--- Records for this exercise Enclosed Below ---

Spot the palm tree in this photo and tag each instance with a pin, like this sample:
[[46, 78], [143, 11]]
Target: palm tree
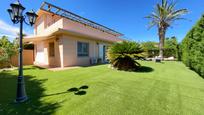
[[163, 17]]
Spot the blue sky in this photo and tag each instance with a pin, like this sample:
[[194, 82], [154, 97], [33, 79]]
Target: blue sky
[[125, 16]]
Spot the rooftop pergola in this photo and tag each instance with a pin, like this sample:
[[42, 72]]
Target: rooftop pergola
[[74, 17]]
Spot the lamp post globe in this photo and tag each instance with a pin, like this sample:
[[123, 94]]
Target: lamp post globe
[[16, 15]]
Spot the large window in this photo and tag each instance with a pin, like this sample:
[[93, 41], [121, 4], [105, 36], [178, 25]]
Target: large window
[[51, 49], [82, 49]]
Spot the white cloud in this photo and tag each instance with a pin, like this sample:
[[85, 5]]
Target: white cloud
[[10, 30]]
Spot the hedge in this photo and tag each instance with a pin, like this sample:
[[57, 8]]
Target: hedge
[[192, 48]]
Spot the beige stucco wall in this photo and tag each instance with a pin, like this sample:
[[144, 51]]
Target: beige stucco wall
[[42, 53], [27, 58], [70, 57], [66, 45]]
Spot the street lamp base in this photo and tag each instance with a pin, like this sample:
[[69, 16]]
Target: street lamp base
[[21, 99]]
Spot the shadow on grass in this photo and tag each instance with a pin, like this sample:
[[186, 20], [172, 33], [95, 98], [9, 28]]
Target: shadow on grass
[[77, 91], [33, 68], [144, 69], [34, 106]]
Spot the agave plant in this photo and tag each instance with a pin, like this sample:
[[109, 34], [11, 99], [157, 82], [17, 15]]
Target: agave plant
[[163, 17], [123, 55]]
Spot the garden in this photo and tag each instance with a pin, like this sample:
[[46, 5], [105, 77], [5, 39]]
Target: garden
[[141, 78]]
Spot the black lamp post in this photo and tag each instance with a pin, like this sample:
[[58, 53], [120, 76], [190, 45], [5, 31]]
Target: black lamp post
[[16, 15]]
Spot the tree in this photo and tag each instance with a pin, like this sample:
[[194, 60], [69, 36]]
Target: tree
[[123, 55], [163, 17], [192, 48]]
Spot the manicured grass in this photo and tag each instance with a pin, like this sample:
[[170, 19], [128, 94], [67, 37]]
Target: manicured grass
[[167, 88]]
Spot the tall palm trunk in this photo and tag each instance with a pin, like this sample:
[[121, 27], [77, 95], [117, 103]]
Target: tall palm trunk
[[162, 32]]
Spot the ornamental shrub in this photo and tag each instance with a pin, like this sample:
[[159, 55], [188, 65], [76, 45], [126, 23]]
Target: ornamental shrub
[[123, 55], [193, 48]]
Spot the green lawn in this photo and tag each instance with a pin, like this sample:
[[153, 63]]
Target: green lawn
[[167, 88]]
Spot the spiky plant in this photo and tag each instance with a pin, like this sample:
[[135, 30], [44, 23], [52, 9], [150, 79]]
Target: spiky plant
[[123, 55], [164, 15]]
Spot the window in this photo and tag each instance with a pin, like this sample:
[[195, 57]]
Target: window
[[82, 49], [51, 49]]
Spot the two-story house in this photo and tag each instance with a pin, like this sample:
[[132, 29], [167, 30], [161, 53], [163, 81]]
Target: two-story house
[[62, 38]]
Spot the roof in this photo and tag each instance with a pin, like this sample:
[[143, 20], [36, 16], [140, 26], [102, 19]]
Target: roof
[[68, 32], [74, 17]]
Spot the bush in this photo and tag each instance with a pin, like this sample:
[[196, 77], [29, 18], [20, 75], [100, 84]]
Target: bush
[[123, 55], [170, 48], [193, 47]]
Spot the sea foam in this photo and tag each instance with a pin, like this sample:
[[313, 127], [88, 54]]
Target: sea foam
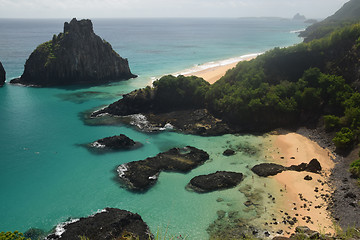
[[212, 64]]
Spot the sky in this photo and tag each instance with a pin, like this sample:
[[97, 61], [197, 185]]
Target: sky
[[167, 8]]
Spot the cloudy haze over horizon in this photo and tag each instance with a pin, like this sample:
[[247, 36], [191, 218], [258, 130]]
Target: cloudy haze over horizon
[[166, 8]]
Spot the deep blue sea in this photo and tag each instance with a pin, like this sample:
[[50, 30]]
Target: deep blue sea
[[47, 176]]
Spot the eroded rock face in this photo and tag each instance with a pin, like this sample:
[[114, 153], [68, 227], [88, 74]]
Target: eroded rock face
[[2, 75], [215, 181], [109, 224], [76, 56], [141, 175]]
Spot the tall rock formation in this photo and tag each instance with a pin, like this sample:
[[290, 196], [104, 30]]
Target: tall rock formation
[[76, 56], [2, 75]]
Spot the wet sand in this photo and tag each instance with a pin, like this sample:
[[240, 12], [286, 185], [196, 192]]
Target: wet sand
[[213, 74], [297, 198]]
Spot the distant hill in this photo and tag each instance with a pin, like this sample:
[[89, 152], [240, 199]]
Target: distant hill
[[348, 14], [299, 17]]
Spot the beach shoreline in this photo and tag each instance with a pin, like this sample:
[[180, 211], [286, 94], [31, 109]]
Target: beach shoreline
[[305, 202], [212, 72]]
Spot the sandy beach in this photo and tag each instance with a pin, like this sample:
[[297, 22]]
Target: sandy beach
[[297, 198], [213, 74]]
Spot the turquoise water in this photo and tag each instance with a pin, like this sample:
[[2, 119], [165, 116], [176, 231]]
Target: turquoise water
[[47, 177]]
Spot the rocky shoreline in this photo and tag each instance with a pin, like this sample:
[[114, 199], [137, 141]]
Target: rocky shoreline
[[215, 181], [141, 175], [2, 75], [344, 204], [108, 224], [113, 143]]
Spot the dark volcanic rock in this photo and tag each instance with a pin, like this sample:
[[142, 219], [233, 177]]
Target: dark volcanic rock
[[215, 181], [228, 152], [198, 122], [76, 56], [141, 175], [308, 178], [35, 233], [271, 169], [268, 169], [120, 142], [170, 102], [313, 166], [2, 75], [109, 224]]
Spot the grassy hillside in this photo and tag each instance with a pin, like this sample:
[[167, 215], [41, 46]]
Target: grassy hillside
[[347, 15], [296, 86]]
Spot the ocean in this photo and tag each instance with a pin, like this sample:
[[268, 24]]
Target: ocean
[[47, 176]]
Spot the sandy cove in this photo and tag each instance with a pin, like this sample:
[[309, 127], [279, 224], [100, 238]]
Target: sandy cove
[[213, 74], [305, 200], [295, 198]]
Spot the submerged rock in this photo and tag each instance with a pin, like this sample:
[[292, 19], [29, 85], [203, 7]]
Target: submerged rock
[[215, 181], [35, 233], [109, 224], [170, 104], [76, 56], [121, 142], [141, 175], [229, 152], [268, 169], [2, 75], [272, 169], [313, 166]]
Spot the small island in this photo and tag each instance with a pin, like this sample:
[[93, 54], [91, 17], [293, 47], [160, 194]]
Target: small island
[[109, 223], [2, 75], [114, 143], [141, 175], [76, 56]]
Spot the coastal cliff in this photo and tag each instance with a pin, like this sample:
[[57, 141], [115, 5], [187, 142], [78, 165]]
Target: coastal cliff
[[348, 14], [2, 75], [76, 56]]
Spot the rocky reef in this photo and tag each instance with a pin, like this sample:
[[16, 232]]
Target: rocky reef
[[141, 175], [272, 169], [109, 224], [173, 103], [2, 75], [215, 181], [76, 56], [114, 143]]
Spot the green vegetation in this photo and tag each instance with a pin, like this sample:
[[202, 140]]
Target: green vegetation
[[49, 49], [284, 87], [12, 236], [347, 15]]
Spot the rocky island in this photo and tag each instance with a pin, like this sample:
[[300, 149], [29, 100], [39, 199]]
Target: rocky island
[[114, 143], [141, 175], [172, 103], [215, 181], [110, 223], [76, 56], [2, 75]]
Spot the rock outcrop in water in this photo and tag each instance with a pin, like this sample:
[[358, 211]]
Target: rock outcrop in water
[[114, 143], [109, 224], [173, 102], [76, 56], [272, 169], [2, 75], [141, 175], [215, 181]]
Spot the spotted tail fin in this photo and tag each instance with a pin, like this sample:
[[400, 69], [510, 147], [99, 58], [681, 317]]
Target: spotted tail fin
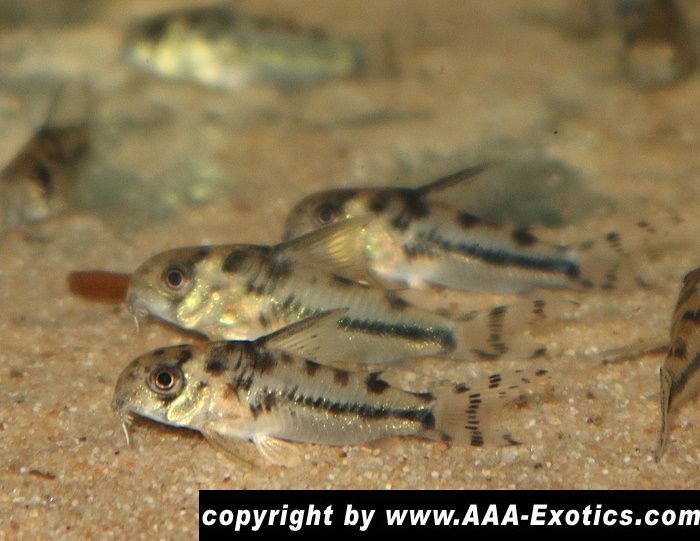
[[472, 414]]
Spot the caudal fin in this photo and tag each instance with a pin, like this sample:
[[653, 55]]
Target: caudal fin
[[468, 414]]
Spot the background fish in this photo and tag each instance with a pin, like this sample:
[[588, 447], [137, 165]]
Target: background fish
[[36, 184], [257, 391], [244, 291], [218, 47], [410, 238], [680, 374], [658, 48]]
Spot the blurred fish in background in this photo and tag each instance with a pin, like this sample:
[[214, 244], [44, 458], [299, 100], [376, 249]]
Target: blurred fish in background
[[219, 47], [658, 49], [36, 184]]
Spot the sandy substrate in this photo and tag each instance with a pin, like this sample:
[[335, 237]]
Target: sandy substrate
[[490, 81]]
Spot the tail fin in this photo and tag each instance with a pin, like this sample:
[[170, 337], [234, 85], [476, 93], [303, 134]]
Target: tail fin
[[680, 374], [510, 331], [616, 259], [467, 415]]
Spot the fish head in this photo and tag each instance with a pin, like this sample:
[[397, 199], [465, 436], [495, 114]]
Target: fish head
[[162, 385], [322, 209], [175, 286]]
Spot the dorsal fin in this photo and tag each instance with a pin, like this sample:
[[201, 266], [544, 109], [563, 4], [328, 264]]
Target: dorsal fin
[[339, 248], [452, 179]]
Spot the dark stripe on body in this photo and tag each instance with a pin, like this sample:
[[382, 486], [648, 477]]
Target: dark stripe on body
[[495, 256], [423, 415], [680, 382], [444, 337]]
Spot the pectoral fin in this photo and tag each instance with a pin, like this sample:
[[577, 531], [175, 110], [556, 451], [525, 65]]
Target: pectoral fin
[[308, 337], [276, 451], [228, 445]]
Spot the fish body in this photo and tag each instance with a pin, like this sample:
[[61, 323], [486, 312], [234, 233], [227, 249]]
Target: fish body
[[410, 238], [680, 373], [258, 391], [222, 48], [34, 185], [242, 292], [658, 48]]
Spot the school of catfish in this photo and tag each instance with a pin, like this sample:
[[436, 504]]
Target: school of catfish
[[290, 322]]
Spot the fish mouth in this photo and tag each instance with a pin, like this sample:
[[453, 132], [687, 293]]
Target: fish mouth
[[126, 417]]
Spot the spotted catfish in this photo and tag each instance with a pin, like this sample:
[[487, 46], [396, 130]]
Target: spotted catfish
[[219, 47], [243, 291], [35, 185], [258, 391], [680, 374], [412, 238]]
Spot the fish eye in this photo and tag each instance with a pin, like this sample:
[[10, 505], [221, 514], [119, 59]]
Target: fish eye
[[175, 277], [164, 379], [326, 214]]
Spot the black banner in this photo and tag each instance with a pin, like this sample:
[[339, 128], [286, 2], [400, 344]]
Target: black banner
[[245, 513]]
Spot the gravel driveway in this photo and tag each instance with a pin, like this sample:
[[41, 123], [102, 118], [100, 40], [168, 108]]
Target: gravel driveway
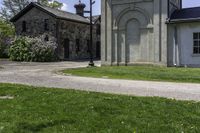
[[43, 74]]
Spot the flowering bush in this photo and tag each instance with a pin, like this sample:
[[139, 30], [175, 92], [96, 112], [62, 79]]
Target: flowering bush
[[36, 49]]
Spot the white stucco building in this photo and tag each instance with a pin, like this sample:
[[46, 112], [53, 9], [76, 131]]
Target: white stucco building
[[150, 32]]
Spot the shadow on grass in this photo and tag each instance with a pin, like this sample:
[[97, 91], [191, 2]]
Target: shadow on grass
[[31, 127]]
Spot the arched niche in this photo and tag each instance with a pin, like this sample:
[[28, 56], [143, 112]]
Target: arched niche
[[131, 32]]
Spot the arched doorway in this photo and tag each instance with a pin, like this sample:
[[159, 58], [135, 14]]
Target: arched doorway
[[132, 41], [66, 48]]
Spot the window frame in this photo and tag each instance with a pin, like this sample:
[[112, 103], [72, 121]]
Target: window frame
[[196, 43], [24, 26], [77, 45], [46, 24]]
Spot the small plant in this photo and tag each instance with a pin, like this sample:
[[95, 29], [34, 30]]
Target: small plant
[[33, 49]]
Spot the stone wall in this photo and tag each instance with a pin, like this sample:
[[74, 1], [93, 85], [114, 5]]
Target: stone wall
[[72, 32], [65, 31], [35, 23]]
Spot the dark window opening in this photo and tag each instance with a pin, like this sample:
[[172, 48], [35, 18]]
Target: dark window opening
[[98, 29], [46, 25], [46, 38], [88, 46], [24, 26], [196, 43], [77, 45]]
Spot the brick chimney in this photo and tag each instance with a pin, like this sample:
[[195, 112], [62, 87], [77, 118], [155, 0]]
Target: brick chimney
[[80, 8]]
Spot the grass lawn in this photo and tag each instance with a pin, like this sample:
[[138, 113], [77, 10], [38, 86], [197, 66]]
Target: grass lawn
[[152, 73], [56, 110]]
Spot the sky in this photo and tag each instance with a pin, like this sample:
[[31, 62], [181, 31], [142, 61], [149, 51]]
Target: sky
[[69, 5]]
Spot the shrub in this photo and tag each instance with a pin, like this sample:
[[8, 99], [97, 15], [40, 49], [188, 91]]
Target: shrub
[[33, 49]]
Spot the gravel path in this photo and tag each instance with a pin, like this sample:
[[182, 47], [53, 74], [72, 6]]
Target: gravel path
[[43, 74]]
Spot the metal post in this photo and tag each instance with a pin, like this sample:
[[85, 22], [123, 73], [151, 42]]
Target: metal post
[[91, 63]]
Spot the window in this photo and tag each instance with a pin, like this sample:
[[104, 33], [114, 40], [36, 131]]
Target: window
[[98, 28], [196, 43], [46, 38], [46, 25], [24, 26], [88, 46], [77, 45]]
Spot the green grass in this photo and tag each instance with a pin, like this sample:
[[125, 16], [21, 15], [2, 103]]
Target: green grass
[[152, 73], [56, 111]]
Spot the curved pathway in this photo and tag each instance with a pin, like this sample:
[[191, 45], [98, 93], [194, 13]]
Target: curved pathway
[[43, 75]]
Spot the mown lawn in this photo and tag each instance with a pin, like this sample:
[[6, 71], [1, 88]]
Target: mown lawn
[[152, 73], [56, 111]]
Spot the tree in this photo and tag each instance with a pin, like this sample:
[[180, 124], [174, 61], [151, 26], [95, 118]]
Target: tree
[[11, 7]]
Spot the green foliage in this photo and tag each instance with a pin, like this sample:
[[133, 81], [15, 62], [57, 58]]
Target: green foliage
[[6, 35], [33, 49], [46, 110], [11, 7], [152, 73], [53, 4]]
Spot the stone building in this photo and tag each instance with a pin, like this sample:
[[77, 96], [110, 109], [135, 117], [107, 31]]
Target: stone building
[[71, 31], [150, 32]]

--- End of Enclosed Records for this exercise ---

--- Work to complete ---
Go through the listing above and write out exactly the lines starting with the one holding "Spot the metal" and running through the one holding "[[104, 33], [114, 40], [36, 131]]", ends included, and no others.

--- Answer to the problem ---
Spot the metal post in this photo and tag each instance with a pin, like this sample:
[[85, 22], [123, 73], [151, 42]]
Target: metal post
[[91, 63]]
Spot the window in this photo and tag each instance with a pin, like this sample:
[[104, 33], [114, 40], [36, 131]]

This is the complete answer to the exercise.